- WHAT THIS TASK INVOLVES -
Could you write out all the records once more, exactly?

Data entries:

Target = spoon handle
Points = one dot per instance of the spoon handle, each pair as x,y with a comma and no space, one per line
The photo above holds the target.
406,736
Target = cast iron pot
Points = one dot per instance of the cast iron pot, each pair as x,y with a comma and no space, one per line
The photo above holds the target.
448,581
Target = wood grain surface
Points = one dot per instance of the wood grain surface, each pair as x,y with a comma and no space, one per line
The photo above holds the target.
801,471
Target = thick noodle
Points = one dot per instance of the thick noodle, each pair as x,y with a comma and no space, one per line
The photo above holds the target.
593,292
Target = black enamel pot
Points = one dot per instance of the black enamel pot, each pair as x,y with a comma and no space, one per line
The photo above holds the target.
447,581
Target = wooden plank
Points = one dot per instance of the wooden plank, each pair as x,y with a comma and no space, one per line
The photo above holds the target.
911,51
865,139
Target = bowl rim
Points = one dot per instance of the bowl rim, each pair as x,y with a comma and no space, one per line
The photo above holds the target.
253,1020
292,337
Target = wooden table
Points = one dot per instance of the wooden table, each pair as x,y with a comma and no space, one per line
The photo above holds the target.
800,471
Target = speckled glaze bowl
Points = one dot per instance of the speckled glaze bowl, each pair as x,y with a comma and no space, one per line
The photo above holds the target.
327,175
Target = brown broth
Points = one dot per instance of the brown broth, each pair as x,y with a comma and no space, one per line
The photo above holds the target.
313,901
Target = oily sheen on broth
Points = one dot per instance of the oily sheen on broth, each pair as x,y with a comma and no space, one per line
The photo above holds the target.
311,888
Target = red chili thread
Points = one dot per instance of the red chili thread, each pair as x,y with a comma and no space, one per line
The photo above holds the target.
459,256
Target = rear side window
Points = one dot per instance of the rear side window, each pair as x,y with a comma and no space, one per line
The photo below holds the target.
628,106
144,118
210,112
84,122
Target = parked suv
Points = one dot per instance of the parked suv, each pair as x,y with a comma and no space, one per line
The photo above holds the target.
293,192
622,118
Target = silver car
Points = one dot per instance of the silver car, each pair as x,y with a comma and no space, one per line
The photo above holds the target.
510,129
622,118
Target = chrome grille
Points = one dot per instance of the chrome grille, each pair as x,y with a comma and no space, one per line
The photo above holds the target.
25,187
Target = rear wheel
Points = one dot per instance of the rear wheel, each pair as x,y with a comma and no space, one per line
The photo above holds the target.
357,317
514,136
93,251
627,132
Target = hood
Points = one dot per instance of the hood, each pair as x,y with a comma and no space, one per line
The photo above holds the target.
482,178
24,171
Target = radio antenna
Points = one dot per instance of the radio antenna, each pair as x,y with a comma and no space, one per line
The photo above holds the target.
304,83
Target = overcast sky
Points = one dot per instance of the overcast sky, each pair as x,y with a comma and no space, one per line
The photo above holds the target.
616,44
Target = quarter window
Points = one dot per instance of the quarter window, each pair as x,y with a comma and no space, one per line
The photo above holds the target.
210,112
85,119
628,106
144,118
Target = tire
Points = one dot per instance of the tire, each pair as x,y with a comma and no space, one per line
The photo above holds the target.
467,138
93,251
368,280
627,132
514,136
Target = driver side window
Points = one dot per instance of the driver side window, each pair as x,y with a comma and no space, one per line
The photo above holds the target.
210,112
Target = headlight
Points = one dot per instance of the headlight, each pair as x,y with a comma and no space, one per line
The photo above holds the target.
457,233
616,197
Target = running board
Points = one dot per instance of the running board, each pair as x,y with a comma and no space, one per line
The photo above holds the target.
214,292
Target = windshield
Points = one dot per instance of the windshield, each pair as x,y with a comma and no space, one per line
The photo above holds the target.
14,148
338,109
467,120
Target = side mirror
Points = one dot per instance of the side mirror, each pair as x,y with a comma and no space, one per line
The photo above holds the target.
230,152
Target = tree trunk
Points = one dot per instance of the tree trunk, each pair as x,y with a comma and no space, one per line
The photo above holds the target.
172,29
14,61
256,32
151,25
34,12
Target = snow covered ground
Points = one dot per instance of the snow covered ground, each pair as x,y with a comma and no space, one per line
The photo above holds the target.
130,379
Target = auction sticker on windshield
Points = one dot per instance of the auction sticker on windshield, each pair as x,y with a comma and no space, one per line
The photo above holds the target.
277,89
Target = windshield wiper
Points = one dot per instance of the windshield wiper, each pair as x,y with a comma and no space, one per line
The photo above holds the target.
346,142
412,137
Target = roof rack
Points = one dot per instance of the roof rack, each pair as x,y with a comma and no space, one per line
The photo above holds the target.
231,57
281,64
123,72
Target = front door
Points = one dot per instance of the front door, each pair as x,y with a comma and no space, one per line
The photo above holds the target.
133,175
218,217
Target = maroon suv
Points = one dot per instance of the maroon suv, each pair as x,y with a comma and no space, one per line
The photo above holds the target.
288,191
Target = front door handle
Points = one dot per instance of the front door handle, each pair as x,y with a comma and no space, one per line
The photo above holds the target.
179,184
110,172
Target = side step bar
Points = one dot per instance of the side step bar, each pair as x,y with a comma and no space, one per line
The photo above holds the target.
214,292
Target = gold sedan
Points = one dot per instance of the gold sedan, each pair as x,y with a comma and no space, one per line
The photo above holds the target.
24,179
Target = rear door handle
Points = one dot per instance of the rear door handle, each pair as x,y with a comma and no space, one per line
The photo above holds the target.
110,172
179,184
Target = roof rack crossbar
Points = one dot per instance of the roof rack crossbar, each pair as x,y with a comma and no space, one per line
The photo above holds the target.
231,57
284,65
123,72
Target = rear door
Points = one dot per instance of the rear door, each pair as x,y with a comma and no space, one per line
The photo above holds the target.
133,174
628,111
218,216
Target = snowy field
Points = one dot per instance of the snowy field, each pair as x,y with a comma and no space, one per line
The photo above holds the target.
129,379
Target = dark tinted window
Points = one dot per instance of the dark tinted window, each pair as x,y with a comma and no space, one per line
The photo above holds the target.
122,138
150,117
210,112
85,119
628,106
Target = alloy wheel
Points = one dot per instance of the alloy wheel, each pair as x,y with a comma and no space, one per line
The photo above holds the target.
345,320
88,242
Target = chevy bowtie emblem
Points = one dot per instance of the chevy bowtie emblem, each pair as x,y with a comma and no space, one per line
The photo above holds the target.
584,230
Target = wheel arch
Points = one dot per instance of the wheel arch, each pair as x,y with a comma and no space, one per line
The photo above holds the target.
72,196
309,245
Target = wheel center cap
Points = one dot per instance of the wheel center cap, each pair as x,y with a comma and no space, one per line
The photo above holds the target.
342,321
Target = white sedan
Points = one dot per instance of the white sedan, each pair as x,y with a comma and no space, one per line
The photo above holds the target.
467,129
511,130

- ANSWER FOR THIS EXERCISE -
Target = spoon handle
Points = one dot per instance of the spoon handle, each pair as x,y with a comma and no space, one per line
The photo above holds the target.
406,736
Target = cast iron pot
Points = one dot per instance of the cast iron pot, each pair as x,y with a comma and no space, one per line
The photo above holds the target.
448,581
Target = wood grain surface
Points = one dot per instance of the wood grain surface, each pair as x,y with a comma and no space, one per line
The photo above holds the target.
801,471
Target = thick noodle
Points = one dot per instance of the thick noodle, each pair as x,y with a comma and no space, one per line
The photo above holds the target.
593,292
Target = black enamel pot
Points = one dot per instance of the black enamel pot, each pair as x,y with a comma and no space, one per line
The photo above holds the target.
447,581
Target = wooden plank
Points = one dot per instance of the wooden plank, each pair as x,y with a comma and no space, one per line
The photo above holds the target.
911,51
865,139
Target = bowl rim
Points = one dot per instance of the bowl rim, each pair as x,y with a comma and no space, one per line
The photo above holds the target.
253,1020
292,337
Target = wooden table
Points = one dot per instance of the wooden table, each pair as x,y with a comma and no space, one per line
The photo above holds the target.
800,471
Target = speckled glaze bowl
Points = one dot per instance of the speckled glaze bowl, each pair as x,y with a comma and no space, one per line
The photo above holds the target.
327,175
Target = brown broth
Points = one dot per instance of the brown broth, each pair as x,y with a comma and no space, one per line
The photo above holds the target.
313,901
Target = oily sheen on broth
Points = one dot per instance of the oily sheen on broth, each pair as x,y with a comma and no space, one per line
The photo above holds the target.
311,888
Target = red chili thread
Points = one dot per instance of the red chili thread, each pair as x,y with a comma and no space, one per line
The photo above holds the target.
459,256
Target = rear side window
Points = one dot per instance of the rear side window, each pair as x,y with a comma and no space, one per line
The photo below holds the target.
628,106
144,118
210,112
84,122
Target = parked suv
Points = one dot per instance of the parked suv, each pair as x,y with a comma and no space, one per line
The photo above holds the target.
293,192
622,118
Target = silver car
Points = one dot per instance of the silver car, each pair as x,y with a comma and no space, one per line
The photo above holds the target.
510,129
622,118
Target = chrome grille
Points = one dot per instance of the chrome grille, each pair as x,y with a comma and no space, one per line
The photo above holds the target.
25,187
Target = rear wheel
Points = one dot per instance of the rear wheel, each pair as x,y with a comma and no space, one per line
The photo above holds the target.
357,317
514,136
93,251
627,132
Target = hood
Points = one dot per instance of the hood, each pair as x,y with a comma and no space, one per line
The photo above holds the target.
482,178
24,171
Target = radio antenna
Points = one dot per instance of the radio antenna, each pair as x,y with a comma and no space, one per line
The photo above holds the target.
304,83
Target = overcast sky
Points = one dot per instance of the overcast sky, each pair as x,y with a comma and no space, one per line
The photo above holds the target.
616,44
Target = quarter window
Points = one dot per instance of the quarter window, each pair as x,y with a comma and no space, one per line
The photo above holds the target.
210,112
85,119
628,106
144,118
Target = tire
Points = one dot per instance of the tire, each pair as x,y with a comma and no space, one per line
The photo above holds the target.
467,138
93,251
368,280
627,132
514,136
Target = driver side window
Points = one dot per instance of the driver side window, each pair as x,y with a comma and no space, one per line
The photo above holds the target.
210,112
Target = headlight
Points = one dot per instance of the headlight, each pair as x,y with a comma and no space, one per line
The photo above holds the target.
457,233
616,197
Target = running board
Points = one dot per instance of the running board, each pair as x,y with a comma and no space, one per line
The photo above holds the target.
214,292
Target = windshield
Points = one dot per instance of the windshield, each pair as x,y with a comma and no space, one per line
The photo above holds the target.
14,148
338,109
467,120
Target = side mirror
Points = one dot per instance of the side mirror, each pair as x,y with a comma and no space, one per line
The photo above holds the target.
230,152
Target = tree trunk
Points = one dot per instance of the tree trunk, each pair as x,y with a comma and no space, one per line
The photo above holds the target.
172,29
14,61
256,32
151,25
34,12
Target = snow covered ground
Points = one dot per instance of the snow covered ground, each pair as x,y with a comma and no space, one per line
The photo above holds the target.
130,379
Target = auction sticker on windshield
Points = one dot per instance of the auction sticker on windshield, each pair as x,y with a comma and no space, one per line
The photo above holds the target.
277,89
Target = windshield wiper
Points = one dot per instance of the windshield wiper, each pair as x,y with a comma and no space, one per line
The photo above holds the target.
346,142
412,137
Target = roof rack
Points = one dot per instance of the roof rack, each pair as x,y with a comma and no space, one per line
The photo above holds the target.
231,57
281,64
123,72
Target = front door
Points = one dot per instance of the front door, each pair as x,y with a comma and no space, one per line
The photo above holds the target.
133,175
218,217
Target = maroon suv
Points = one dot per instance of the maroon suv, each pair as x,y with a comma and no space, one per line
The photo above holds the target.
288,191
Target = front door handle
Points = one dot per instance of the front door handle, each pair as x,y with a comma and no space, one per line
The photo above holds the target.
179,184
110,172
Target = side step bar
Points = one dot per instance of the side step bar, each pair as x,y with a comma and no space, one per line
The photo above holds the target.
214,292
Target = gold sedan
Points = one dot per instance of the gold sedan, each pair as x,y with a comma and no space, one per line
The photo above holds the target.
24,179
Target = rear door handle
Points = one dot per instance of the rear door handle, each pair as x,y with a comma and no space, one per line
The photo above holds the target.
110,172
179,184
Target = roof rack crossbar
Points = one dot per instance of the roof rack crossbar, each pair as x,y with a comma and no space, one per line
The photo above holds the target.
231,57
284,65
123,72
Target = rear door
Points = one dot per instance of the rear door, each pair as x,y with a comma and no space, one per line
The photo above holds the target.
133,174
628,111
218,216
Target = snowy field
Points = one dot per instance of the snowy field, each pair as x,y with a comma and no space, one per line
The photo above holds the target.
129,379
Target = dark tinted window
Points = one dot per instance of the dark tinted window, each pair as x,y with a comma and no space, one per line
The photo above holds the target.
122,138
150,117
210,112
85,119
628,106
Target = alloy wheel
Points = one dot per instance of the alloy wheel, each pair as x,y with a comma and no space, one per line
The photo above holds the target.
345,320
88,242
Target = chevy bowtie emblem
Points = one dot per instance of the chevy bowtie emblem, each pair as x,y with a comma and no space, one per line
The photo above holds the target.
584,230
Target = wheel arch
Points = one dot per instance of the wheel arch, each pair as x,y with a comma and no space, one per line
The photo above holds the target.
72,196
309,245
Target = wheel center cap
Points = one dot per instance of the wheel center cap, each pair as x,y with a comma and no space, one per line
The photo above holds the target.
342,321
Target = white sedan
Points = one dot per instance of the white sedan, each pair as x,y with a comma and no space, one per line
The photo above holds the target.
467,129
511,130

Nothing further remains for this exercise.